== PAGE TEXT
An Early Self: Jewish Belonging in Romance Literature, 1499-1627 (Stanford Studies in Jewish History and Culture)

by Susanne Zepp

0 ratings • 0 reviews • 0 shelved
Book cover for An Early Self

Bookhype may earn a small commission from qualifying purchases. Full disclosure.

What role has Jewish intellectual culture played in the development of modern Romance literature? Susanne Zepp seeks to answer this question through an examination of five influential early modern texts written between 1499 and 1627: Fernando de Rojas's La Celestina, Leone Ebreo's Dialoghi d'amore, the anonymous tale Lazarillo de Tormes (the first picaresque novel), Montaigne's Essais, and the poetical renditions of the Bible by João Pinto Delgado. Forced to straddle two cultures and religions, these Iberian conversos (Jews who converted to Catholicism) prefigured the subjectivity which would come to characterize modernity.
====
SET OF TASKS:
[1] Answer these questions from the book page:
(a) Who is the author of the book?
(b) How many ratings does the book have?
(c) Which text is described as the first picaresque novel?
[2] Please write out every one of the stored-entry rows again, requests included, offsetting each answer coordinate by 53 in both values. Leave the pictures out.
The book page and the rows have no connection to each other.
== DATA SHOWN
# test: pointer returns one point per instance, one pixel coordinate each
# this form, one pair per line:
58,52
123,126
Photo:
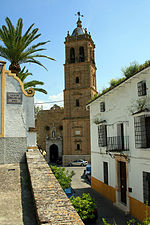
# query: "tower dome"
78,30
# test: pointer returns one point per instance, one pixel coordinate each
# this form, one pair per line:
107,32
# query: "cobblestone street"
105,207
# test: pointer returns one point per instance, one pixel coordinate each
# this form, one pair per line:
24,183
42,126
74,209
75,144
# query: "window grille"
102,107
102,135
77,103
78,146
142,131
72,55
81,54
146,188
141,88
77,80
105,171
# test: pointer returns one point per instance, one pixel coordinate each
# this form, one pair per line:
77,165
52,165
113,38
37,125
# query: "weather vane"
====
ANSWERS GIVEN:
[1]
(a) Susanne Zepp
(b) 0
(c) Lazarillo de Tormes

[2]
# test: pointer returns one point per instance, one pixel coordinate each
# this form, one pair per line:
58,52
123,126
Photo:
# query: "tower dome"
131,83
# test: pointer returns one point per instance, one pixel coordinate each
# this form, one pair per line:
107,32
# query: "cobblestone street"
158,260
# test: pointer returns one point per instance, one pixel coordinate each
# this form, one pair per line:
24,183
42,126
74,209
75,144
# query: "window grille"
155,160
155,188
130,156
131,199
195,184
125,108
134,107
199,241
194,141
130,133
158,224
# test: pointer returns one point per instance, one pixel coordinate each
# this form, one pair per line:
77,165
52,165
113,38
37,125
# query: "weather vane"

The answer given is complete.